- _Exercise task_: Reproduce the following records word for word, from the first to the last.

--------------------------------

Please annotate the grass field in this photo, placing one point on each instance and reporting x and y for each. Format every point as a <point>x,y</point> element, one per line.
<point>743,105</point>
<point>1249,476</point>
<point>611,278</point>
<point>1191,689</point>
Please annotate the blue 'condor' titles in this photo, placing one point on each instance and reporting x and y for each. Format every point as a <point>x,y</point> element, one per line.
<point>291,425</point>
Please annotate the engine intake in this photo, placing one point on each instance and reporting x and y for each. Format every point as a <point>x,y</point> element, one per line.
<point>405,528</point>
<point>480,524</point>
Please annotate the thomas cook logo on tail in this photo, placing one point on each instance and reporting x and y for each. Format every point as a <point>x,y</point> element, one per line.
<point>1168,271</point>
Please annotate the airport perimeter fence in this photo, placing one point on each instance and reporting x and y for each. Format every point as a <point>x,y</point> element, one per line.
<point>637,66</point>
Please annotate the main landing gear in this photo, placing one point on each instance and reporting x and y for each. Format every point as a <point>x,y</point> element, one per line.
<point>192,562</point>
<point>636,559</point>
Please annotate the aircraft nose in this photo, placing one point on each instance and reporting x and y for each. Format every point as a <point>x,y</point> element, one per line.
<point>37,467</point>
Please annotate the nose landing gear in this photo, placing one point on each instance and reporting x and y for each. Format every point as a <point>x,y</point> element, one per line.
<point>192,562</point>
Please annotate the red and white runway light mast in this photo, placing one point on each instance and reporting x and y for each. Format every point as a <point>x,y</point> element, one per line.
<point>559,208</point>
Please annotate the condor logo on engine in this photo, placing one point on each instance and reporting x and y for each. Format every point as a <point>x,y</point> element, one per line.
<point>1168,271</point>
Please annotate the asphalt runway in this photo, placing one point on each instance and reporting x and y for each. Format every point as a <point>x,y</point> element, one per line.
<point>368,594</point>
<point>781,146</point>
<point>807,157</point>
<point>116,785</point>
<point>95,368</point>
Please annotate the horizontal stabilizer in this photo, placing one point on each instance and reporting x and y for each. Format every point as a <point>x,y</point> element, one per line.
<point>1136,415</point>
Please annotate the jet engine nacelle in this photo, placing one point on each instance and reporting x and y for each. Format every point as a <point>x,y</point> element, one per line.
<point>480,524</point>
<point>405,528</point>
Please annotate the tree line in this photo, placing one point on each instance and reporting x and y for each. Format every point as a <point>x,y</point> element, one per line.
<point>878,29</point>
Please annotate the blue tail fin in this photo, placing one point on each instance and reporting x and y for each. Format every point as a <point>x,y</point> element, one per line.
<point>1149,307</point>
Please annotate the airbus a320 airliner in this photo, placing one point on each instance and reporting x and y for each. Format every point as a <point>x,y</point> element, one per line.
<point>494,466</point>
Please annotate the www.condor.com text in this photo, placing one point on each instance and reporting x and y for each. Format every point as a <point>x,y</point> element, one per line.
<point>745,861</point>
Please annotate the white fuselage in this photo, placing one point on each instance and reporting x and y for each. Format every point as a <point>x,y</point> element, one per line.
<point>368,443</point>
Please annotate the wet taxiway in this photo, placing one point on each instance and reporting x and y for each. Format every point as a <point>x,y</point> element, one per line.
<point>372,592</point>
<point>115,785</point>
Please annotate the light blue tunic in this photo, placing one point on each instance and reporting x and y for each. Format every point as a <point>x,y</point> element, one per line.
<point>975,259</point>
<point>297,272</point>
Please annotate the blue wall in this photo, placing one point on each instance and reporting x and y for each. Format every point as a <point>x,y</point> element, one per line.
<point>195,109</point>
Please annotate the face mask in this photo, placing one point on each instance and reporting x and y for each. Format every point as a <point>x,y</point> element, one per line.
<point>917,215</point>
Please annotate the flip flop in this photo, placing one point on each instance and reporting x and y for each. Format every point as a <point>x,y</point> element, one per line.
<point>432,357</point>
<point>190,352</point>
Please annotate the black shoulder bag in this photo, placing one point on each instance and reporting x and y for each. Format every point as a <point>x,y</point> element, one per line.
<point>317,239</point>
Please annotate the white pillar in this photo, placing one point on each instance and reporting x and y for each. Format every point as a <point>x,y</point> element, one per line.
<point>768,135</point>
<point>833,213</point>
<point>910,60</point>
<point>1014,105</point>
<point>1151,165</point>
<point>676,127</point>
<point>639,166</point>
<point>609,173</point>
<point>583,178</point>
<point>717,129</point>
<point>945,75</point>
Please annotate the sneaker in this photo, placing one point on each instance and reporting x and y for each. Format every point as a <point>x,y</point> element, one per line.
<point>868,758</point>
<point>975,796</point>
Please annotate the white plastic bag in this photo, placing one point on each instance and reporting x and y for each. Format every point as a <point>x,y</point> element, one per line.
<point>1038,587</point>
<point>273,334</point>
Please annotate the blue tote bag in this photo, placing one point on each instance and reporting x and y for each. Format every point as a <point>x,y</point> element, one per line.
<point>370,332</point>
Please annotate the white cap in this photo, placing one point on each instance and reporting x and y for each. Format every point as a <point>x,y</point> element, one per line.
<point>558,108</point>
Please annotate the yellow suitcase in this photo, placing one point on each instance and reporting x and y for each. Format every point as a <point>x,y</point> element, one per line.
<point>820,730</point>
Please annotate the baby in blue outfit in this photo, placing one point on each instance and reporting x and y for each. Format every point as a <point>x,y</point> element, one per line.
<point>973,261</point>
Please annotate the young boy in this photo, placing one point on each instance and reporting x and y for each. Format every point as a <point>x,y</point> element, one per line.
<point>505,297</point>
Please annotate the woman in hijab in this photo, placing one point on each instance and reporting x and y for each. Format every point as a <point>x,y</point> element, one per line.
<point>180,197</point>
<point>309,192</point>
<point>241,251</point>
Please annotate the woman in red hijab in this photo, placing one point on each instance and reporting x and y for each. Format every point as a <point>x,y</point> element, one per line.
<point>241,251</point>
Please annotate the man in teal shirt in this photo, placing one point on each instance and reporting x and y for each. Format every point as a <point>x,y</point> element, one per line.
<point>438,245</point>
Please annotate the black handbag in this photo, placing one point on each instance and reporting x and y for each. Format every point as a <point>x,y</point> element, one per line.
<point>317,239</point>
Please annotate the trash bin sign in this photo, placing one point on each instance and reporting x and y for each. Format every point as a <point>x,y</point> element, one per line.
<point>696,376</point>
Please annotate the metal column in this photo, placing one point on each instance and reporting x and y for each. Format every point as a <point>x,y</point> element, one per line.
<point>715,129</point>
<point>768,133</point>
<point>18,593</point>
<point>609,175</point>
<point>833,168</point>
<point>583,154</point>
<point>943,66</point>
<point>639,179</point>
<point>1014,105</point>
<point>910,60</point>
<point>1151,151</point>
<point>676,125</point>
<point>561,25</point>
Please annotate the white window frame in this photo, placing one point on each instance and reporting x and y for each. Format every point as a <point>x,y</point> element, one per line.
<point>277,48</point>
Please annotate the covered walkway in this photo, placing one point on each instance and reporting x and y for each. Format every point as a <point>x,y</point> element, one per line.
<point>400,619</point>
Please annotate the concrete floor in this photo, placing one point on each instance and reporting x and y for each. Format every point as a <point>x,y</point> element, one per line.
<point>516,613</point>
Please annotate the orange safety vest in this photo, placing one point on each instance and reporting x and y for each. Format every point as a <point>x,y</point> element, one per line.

--------------------------------

- _Worked answer_:
Please annotate the grass field in this photo, placing one point on each instance and reporting x and y for each. Format every point as a <point>x,y</point> element, one per line.
<point>743,105</point>
<point>1249,476</point>
<point>611,278</point>
<point>1191,689</point>
Please annotate the blue 'condor' titles in this photo, placing one point on each instance and reporting x and y for each. Format every point as a <point>x,y</point> element, one per line.
<point>291,425</point>
Please annotate the engine intake in this photo, placing one point on each instance and reporting x and y for each. Format every point as a <point>x,y</point> element, one per line.
<point>405,528</point>
<point>480,524</point>
Please annotate the thomas cook logo on tail in this photo, placing one point on each instance and reporting x and y for each. Format every point as a <point>x,y</point> element, one per line.
<point>1168,271</point>
Please annotate the airport perimeter fence in this photo, placing one point on each instance and reporting x and y for each. Format every point as a <point>x,y</point> element, one per line.
<point>637,66</point>
Please annotate the main landing gear in this photo, placing one point on each instance and reporting x and y for each. Format every point as a <point>x,y</point> element, one per line.
<point>192,562</point>
<point>636,559</point>
Please annotate the aircraft nose in this photo, placing one point on each instance and reporting x and y for each. Format every point as a <point>x,y</point> element, one per line.
<point>37,467</point>
Please annotate the nose landing gear in this photo, placing one point on each instance and reporting x and y for each. Format every point as a <point>x,y</point> element, one per line.
<point>192,562</point>
Please annotate the red and white runway light mast in this photo, placing one point on each instance and reporting x and y for each. Format every point as a <point>x,y</point> element, one per line.
<point>559,208</point>
Please annotate the condor logo on engine in this photo, placing one point on each instance and reporting x and y for each. Format every point as a <point>x,y</point> element, one per line.
<point>1168,271</point>
Please annotate the asphalt runway in this photo, placing one point on each instance and reporting x and y for each. Format every point as a <point>x,y</point> element, one per line.
<point>368,594</point>
<point>781,146</point>
<point>807,157</point>
<point>116,785</point>
<point>95,368</point>
Please annotate the horizontal stabilizer in this photo, placing one point on each instance and reporting x and y for each. Format every point as a <point>x,y</point> element, one per line.
<point>1136,415</point>
Please annotate the jet engine nacelle in this photo, placing one point on each instance and reporting x and y for each. Format every point as a <point>x,y</point> element, one per line.
<point>480,524</point>
<point>405,528</point>
Please annotate the tree line in this photo, placing one point on each instance and reporting x and y for each. Format every point as a <point>x,y</point> element, one per line.
<point>878,29</point>
Please annotate the blue tail fin in this photo, placing one point on each instance and reporting x and y for each. Format every point as a <point>x,y</point> element, one per line.
<point>1149,307</point>
Please annotate the airbus a320 airliner in this photo, placing one point on each instance and reporting x and y for each. Format every point as a <point>x,y</point> element, one per line.
<point>494,466</point>
Please annotate the www.condor.com text in this photo, placing one point on each instance and reporting x and y for each. Format every point as a <point>x,y</point> element, one per line.
<point>745,861</point>
Please annotate the white fuselage in this photo, placing one point on each instance and reporting x and y for each. Format every point as a <point>x,y</point> element, one per line.
<point>368,443</point>
Please annotate the wet taxiway in this photo, placing one point on each instance and reporting x and y for each. Format every point as a <point>x,y</point> element, one per line.
<point>372,592</point>
<point>115,785</point>
Please annotate the light blue tunic in this photo, placing one point on each instance and reporting x and y for each. Format every point as a <point>x,y</point> element, one per line.
<point>975,259</point>
<point>297,272</point>
Please annotate the blue wall in this photo, placing one point on each instance and reporting x and y for each. Format every point as a <point>x,y</point> element, one per line.
<point>195,109</point>
Please annotate the face mask in this photo, placing one point on each instance and reporting x and y for each. Format every point as a <point>x,y</point> element, one per line.
<point>917,215</point>
Please annotate the flip flop in this photo, placing one point on each instance and reporting x and y for each. Format every point as a <point>x,y</point> element, one per line.
<point>432,357</point>
<point>190,352</point>
Please annotate the black shoulder bag in this photo, placing one point on each instance and reporting x and y for each. Format every point as a <point>x,y</point> element, one per line.
<point>317,239</point>
Please annotate the white pillar in this photo, placing one point on each instance and reporting x and y for each. Format every point as a <point>x,y</point> element, one per line.
<point>768,135</point>
<point>833,213</point>
<point>910,60</point>
<point>1014,105</point>
<point>1151,165</point>
<point>676,127</point>
<point>639,166</point>
<point>609,173</point>
<point>583,178</point>
<point>717,129</point>
<point>945,75</point>
Please annotate the sneaker in this photo, placing one point on each instance and reporting x and y for each. Format every point as a <point>x,y</point> element, one per line.
<point>868,758</point>
<point>975,796</point>
Please annotate the white plastic bag in this photo, placing one point on each instance and reporting x and y for each. Format every point as a <point>x,y</point> element, one per line.
<point>1038,587</point>
<point>273,334</point>
Please annotate the blue tote bag in this photo, placing one point on each instance and reporting x and y for each. Format every point as a <point>x,y</point> element, one per line.
<point>370,332</point>
Please annotate the white cap in this photo, placing one point on each instance and reporting x and y for each. Format every point as a <point>x,y</point> element, one per line.
<point>558,108</point>
Please annotate the yellow suitcase in this photo, placing one point on each instance and reporting x and y for each. Format every point as a <point>x,y</point> element, one per line.
<point>820,730</point>
Please annotate the baby in blue outfit in this photo, placing one point on each instance and reporting x and y for each. Format every point as a <point>x,y</point> element, one per line.
<point>973,261</point>
Please annotate the young boy in this photo, placing one point on each instance and reporting x and y for each. Format every point as a <point>x,y</point> element, one per line.
<point>505,297</point>
Please annotate the woman in hijab in this photo, placing one point on each instance and reporting x and y for each. Format every point as a <point>x,y</point> element, one per line.
<point>180,197</point>
<point>309,192</point>
<point>241,251</point>
Please annotate the woman in red hijab in this photo, placing one point on each instance and reporting x and y for each. Format every point as a <point>x,y</point> element, one per line.
<point>241,251</point>
Please annotate the man in teal shirt in this photo, placing one point on each instance and reporting x and y for each. Format every point as a <point>x,y</point> element, one per line.
<point>438,245</point>
Please annotate the black handbag in this photo, placing one point on each instance and reporting x and y for each. Format every point as a <point>x,y</point> element, one per line.
<point>317,239</point>
Please annotate the trash bin sign in this photo, placing one point on each instance and reporting x and y for each. Format every point as a <point>x,y</point> element, one per line.
<point>696,376</point>
Please annotate the metal column in this photo, placing one point on each instance and reporting x and y for each. Format every point as a <point>x,y</point> element, one per line.
<point>715,129</point>
<point>768,133</point>
<point>18,593</point>
<point>609,175</point>
<point>833,168</point>
<point>583,154</point>
<point>943,66</point>
<point>639,179</point>
<point>1014,105</point>
<point>910,60</point>
<point>1151,151</point>
<point>676,125</point>
<point>561,25</point>
Please annotate the white window frame in this photo, placing one point on each instance and reporting x and y for each. Format every point as a <point>x,y</point> element, one per line.
<point>277,48</point>
Please annotate the covered walkway in this photo, placing one point on each instance and reporting x and y for each. Format every point as a <point>x,y</point> element, one per line.
<point>400,619</point>
Please annotate the concrete floor in this photo, placing one point on each instance and reporting x and y for each. Format every point as a <point>x,y</point> element, one per line.
<point>516,613</point>
Please annotate the orange safety vest in this photo, placing one point on each instance and reporting x and y for each. Format every point as a <point>x,y</point> element, one per line.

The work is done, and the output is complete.